* _INSTRUCTIONS_
a. In the article about the COVID-19 case at Bowdoin College, begin at the words "Last week, Rose" and stop after "the infected individual.", copying that passage word for word.
b. According to the article about the COVID-19 case at Bowdoin College, since what date has the sick community member not been on campus?
c. Continue the article about the COVID-19 case at Bowdoin College from the point where it stops.

---- TEXT SEGMENT

BRUNSWICK — A Bowdoin College community member is presumed to have COVID-19, the illness caused by the coronavirus, and three students are quarantined and “presumed to be infected” after contact with another person who also tested positive, according to college officials.
The person is under a doctor’s care and is self-isolating at home, president Clayton Rose said in a letter to the Bowdoin community Tuesday. Official confirmation from the Maine Center for Disease Control and Prevention is still pending and the cases are currently presumptive positive.
The person has not been on campus since March 17. School officials are working to track the patient’s movements on campus before last Tuesday and will notify anyone known to have been in contact with this person, Rose said. He did not specify whether it was a student, faculty or staff member who is sick.
Last week, Rose said the three students are in self-isolation outside of Maine and none of the students has been on campus, in Brunswick or in contact with anyone else from campus or town since their contact with the infected individual.
“While this news is indeed distressing, it is no surprise — given the community-spread nature of this disease,” he said.
While cases of the virus are widely considered to be more dangerous for people with underlying health conditions and people over 60, doctors are seeing severe symptoms in young people as well.
Jack Allard, a former two-time All-American lacrosse player and 2016 Bates College graduate is in critical condition after contracting COVID-19, the Sun Journal reported. Allard is in a medically induced coma in New Jersey and is breathing with the help of a respirator. Allard, 25, has no underlying health conditions, his mother told the student paper.

--------
---- RECORD SET

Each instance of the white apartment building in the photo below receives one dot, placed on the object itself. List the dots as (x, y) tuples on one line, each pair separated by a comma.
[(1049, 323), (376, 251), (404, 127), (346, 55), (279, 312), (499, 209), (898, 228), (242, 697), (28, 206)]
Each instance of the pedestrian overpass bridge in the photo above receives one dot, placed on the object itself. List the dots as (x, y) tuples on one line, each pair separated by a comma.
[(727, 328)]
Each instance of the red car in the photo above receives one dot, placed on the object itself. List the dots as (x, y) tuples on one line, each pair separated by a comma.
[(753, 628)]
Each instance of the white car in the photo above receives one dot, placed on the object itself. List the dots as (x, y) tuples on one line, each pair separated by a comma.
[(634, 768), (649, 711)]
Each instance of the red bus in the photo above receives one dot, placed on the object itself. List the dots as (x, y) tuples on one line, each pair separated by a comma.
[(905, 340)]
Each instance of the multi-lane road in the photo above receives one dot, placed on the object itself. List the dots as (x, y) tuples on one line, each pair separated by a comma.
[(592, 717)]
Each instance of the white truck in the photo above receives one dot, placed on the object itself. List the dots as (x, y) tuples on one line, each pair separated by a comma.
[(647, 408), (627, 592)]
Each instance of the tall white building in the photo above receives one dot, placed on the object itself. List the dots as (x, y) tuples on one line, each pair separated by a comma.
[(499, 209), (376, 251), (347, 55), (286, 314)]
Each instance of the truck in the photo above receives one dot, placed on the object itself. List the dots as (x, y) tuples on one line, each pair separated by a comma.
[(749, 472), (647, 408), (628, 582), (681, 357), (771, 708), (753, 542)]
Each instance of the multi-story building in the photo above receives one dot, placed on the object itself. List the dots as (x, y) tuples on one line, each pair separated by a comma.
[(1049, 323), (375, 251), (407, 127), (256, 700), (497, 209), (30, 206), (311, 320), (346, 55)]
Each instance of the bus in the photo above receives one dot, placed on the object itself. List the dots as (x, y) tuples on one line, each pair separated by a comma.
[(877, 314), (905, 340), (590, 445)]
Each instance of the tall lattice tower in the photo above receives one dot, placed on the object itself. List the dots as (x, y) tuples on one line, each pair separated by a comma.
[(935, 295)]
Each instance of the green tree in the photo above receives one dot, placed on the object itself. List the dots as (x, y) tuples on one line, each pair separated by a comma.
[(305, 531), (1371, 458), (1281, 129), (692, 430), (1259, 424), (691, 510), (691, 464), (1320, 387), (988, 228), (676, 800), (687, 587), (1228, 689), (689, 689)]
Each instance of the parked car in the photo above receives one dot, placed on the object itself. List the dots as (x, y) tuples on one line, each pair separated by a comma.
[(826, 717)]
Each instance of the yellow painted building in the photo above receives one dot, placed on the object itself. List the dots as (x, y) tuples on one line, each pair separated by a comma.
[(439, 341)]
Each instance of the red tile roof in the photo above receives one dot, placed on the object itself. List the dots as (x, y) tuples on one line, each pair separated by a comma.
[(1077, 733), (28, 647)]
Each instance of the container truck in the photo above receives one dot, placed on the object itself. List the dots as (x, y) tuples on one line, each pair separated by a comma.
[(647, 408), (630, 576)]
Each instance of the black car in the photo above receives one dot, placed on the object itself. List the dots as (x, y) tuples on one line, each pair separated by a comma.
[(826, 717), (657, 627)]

--------

* _TASK-BY-TASK OUTPUTS_
a.
Last week, Rose said the three students are in self-isolation outside of Maine and none of the students has been on campus, in Brunswick or in contact with anyone else from campus or town since their contact with the infected individual.

b. March 17.

c.
In Maine, there are 142 confirmed and presumptive positive cases of COVID-19. Of those, 87 are in Cumberland County, where there is evidence of community transmission, according to the Maine Center for Disease Control and Prevention. There are four identified cases in Sagadahoc County.
“We should expect more difficult news in the days and weeks ahead,” Rose said last week.
Earlier this month, the college announced that after spring break, students were not to return to campus and would complete the rest of the semester online. Commencement and the college reunion will both be rescheduled “as soon as we have a better understanding of when this public health crisis will pass.”
Bowdoin College is exempt from Brunswick’s emergency declaration mandating all non-essential businesses to close, Rose said, but all non-essential campus staff are working remotely, nevertheless.
Remote learning for students began Wednesday.
“None of us could have predicted this moment or would have chosen it,” Rose said, “… And we all know that this last part of the semester will simply not be the same.”
This story has been updated to reflect that the case is still pending confirmation from the CDC.